## Exercise
Tally the lines below that contain the word "striped" and give only the number.
+ + + + +
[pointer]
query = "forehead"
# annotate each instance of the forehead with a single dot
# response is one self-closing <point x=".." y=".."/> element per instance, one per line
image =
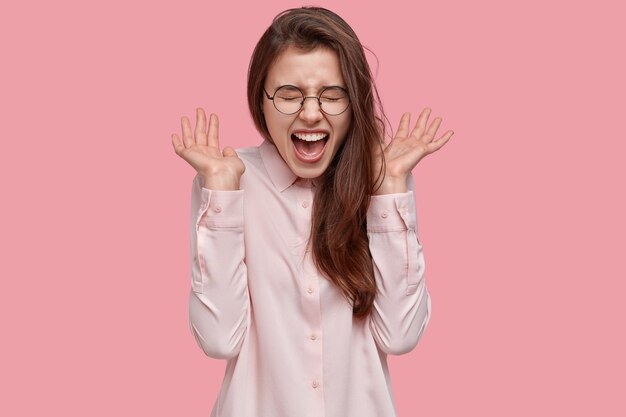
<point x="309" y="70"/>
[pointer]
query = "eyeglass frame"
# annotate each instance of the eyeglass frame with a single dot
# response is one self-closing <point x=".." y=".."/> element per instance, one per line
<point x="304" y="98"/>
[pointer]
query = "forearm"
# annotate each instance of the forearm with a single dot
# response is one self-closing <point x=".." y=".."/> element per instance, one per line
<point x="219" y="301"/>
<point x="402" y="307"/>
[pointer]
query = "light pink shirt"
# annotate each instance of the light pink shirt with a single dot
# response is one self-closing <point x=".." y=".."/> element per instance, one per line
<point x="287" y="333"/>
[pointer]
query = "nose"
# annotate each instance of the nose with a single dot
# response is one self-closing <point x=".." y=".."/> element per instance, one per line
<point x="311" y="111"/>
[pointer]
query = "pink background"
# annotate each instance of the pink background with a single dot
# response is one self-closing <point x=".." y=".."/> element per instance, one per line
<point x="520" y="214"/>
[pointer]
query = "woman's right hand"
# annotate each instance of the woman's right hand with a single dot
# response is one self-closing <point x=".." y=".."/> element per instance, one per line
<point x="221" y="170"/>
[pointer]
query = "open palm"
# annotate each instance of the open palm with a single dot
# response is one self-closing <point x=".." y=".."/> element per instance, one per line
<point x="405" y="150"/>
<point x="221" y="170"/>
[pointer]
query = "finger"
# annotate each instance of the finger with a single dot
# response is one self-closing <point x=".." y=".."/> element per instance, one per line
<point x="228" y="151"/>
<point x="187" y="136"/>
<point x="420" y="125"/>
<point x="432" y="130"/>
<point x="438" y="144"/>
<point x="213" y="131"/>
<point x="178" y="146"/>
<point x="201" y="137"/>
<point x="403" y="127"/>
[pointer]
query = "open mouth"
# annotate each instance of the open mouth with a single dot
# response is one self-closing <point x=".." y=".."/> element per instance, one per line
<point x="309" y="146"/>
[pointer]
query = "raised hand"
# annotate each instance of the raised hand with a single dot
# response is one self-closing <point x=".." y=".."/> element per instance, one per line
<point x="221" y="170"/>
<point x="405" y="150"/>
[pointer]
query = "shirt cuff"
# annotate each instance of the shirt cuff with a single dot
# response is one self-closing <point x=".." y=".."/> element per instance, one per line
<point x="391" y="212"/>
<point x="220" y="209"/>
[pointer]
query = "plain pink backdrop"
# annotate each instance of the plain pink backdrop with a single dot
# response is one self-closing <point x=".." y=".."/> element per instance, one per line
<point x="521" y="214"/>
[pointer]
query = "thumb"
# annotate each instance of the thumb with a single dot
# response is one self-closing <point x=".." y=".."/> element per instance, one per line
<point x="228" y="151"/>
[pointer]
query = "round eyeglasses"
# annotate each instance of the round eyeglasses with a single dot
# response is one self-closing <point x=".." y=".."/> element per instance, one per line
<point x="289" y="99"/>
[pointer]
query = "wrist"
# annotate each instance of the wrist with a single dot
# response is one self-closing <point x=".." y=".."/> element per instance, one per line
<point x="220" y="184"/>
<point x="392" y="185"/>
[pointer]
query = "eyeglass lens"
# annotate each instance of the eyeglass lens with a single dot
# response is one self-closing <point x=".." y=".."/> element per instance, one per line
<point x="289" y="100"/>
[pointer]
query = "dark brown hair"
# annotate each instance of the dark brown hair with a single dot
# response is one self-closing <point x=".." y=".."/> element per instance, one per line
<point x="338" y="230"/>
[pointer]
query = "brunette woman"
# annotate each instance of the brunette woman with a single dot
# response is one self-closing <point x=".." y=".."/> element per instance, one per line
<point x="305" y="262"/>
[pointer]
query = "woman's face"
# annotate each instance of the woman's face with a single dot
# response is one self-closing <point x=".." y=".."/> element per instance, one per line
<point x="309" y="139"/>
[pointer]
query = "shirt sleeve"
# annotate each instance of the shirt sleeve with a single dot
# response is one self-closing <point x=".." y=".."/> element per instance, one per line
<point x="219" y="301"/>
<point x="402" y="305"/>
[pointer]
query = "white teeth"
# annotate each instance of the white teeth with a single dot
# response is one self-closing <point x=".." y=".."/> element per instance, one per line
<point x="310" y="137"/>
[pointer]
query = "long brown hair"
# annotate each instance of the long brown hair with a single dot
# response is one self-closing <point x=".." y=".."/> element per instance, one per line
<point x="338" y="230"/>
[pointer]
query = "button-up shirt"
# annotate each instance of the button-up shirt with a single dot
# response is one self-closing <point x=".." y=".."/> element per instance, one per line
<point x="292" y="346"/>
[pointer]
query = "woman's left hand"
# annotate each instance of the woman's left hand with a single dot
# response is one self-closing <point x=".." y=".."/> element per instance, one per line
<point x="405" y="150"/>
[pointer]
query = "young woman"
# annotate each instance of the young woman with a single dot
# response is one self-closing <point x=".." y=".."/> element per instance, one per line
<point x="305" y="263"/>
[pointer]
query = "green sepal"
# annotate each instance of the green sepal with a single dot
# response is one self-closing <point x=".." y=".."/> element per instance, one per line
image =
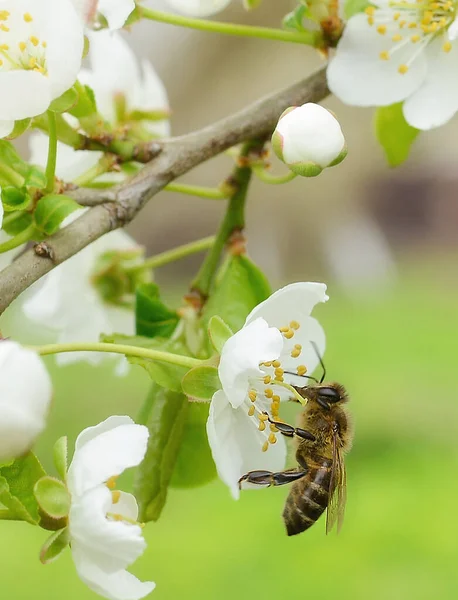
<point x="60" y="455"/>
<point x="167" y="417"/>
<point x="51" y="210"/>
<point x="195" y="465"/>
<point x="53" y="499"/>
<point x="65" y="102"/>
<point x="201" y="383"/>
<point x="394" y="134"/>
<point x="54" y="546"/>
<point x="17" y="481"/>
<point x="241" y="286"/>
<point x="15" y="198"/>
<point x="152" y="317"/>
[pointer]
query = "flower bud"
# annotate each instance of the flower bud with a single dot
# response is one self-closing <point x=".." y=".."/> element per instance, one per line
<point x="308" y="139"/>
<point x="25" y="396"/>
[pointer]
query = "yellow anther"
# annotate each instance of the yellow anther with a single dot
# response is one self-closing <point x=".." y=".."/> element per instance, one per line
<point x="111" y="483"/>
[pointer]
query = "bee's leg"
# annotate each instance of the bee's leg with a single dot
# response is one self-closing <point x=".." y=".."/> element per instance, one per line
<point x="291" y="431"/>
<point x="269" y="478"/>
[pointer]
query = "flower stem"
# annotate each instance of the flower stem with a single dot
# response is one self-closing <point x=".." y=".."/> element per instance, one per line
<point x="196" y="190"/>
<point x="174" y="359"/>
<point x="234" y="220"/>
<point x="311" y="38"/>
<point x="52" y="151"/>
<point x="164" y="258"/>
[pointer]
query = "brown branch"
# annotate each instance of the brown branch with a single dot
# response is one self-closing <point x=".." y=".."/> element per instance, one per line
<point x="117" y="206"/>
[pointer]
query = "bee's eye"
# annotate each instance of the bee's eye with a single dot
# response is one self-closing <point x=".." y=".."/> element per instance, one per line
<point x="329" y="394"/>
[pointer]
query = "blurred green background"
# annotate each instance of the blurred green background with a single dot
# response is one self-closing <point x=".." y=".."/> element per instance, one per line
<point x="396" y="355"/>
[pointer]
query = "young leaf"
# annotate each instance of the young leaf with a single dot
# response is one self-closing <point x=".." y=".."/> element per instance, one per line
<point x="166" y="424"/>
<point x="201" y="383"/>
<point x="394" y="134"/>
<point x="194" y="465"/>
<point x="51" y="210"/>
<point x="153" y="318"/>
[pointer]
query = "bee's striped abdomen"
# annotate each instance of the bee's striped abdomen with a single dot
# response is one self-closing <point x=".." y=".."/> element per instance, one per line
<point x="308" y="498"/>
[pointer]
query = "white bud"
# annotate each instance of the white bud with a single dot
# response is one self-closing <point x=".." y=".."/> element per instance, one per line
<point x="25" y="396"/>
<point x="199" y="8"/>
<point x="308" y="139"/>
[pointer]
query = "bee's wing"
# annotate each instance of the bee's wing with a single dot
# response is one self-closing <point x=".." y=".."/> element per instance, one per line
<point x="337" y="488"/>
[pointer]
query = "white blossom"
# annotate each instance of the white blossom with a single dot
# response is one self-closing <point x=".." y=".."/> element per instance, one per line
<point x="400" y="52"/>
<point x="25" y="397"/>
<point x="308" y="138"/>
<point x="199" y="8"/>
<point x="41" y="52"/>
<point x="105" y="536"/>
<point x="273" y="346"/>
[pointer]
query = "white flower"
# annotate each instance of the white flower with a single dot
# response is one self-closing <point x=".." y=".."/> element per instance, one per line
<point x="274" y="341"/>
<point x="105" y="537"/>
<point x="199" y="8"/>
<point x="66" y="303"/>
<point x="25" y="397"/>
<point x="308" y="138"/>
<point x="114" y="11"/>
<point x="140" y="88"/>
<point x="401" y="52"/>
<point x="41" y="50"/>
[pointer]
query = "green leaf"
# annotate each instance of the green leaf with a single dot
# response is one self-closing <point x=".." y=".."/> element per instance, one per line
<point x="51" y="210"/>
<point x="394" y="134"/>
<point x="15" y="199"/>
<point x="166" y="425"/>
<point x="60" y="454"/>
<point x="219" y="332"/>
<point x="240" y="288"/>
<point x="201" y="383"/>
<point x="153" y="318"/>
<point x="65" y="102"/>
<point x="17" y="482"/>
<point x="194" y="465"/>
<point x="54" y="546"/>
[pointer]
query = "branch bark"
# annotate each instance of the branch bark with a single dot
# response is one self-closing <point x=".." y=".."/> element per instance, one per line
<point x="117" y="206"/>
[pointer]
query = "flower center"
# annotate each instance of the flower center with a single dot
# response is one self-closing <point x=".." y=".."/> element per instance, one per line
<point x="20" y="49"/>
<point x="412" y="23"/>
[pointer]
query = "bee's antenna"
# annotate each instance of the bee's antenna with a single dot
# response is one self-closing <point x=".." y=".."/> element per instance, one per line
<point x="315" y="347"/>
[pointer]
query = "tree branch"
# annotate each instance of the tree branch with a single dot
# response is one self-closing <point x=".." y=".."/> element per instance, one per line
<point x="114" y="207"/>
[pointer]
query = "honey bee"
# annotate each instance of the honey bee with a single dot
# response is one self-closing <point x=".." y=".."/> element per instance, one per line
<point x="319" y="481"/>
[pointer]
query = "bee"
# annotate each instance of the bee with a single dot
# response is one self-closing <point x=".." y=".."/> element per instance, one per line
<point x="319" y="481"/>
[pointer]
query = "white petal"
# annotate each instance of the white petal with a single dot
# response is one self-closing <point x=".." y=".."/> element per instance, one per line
+ + + + +
## Response to the task
2